Stored data entries
⁂

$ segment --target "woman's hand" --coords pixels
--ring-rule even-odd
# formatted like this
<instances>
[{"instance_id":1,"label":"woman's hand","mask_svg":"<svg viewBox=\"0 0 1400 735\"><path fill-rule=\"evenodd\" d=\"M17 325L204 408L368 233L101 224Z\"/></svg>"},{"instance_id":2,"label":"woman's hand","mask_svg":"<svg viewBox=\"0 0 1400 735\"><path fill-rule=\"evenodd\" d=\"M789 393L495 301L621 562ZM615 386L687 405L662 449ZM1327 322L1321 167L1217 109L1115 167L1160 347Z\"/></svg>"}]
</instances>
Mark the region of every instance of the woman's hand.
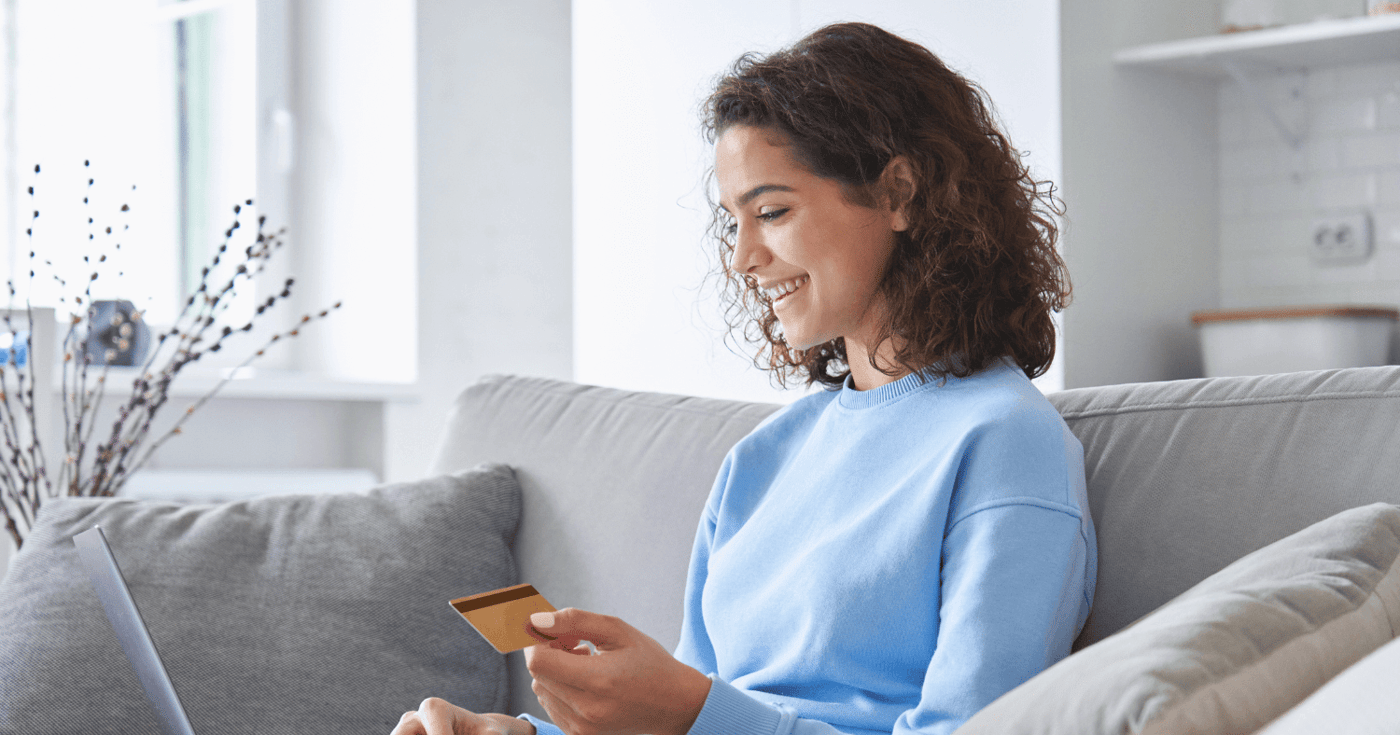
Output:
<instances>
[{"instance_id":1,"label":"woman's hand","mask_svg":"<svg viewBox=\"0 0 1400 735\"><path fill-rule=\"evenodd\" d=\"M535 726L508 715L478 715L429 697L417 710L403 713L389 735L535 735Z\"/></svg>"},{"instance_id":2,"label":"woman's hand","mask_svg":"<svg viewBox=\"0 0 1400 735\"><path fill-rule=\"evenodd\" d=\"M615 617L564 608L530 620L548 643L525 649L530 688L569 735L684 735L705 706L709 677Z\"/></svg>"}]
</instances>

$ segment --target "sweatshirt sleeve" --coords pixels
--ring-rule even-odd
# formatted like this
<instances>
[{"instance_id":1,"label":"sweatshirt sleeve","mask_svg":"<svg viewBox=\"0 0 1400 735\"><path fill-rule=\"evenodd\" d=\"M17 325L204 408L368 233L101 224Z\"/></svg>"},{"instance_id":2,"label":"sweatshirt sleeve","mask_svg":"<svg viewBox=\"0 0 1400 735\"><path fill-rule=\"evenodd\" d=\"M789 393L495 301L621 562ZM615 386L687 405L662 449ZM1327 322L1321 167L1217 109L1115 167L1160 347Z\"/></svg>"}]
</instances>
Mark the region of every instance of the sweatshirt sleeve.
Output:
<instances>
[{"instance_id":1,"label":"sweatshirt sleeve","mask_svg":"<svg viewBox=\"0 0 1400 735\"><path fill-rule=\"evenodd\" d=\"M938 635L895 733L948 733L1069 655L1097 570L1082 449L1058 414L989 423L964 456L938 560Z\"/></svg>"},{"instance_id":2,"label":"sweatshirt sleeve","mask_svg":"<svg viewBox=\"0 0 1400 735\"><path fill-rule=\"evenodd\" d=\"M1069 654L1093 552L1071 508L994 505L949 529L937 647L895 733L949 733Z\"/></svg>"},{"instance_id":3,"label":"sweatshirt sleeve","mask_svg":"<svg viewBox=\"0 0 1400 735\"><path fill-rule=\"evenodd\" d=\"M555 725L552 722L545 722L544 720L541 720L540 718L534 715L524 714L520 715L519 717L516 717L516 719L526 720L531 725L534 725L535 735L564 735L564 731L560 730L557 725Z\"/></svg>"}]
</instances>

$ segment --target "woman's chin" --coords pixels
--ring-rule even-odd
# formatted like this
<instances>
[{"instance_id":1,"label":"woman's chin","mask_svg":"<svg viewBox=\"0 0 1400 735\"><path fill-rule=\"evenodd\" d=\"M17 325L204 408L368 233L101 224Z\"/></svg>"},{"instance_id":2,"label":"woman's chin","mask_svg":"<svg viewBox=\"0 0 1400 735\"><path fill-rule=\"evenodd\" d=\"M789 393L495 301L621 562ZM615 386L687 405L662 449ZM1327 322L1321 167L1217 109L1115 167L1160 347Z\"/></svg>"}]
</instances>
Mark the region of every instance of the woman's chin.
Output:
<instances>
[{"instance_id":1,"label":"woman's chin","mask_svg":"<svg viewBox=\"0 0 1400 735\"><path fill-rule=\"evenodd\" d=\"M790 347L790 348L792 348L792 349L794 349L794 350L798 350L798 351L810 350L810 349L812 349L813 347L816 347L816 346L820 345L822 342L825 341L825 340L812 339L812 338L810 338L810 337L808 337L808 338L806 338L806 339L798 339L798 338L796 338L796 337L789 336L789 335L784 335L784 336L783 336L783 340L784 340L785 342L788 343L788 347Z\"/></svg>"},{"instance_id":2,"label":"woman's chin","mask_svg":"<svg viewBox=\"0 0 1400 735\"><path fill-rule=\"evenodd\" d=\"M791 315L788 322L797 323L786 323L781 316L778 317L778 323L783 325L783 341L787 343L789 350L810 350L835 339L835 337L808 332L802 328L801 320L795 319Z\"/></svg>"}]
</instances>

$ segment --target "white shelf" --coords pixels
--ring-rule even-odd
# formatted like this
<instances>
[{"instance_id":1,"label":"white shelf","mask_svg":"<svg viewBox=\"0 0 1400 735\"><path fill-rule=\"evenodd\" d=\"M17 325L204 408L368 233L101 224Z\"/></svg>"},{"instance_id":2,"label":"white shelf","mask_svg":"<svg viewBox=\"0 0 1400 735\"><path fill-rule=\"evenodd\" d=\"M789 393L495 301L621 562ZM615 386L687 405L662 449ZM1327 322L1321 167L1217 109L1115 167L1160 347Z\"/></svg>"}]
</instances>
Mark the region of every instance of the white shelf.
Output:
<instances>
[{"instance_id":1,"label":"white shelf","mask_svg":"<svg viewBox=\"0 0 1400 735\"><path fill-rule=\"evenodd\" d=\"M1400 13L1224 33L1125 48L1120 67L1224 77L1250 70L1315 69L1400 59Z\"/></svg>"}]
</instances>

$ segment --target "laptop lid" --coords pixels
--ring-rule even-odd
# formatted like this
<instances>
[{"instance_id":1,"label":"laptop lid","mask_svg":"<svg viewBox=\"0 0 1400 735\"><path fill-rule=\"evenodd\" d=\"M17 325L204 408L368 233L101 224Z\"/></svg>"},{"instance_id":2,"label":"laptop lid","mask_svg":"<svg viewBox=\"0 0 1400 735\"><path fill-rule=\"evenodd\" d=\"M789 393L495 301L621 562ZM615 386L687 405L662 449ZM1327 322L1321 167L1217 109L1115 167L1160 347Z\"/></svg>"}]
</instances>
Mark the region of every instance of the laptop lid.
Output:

⁂

The problem:
Every line above that holds the word "segment" is to be found and copied.

Output for this exercise:
$ segment --target "woman's hand" --coords pixels
$ segment --target "sweatshirt sleeve" --coords pixels
$ segment --target "woman's chin" --coords pixels
$ segment --target "white shelf" --coords pixels
$ segment --target "laptop lid" --coords pixels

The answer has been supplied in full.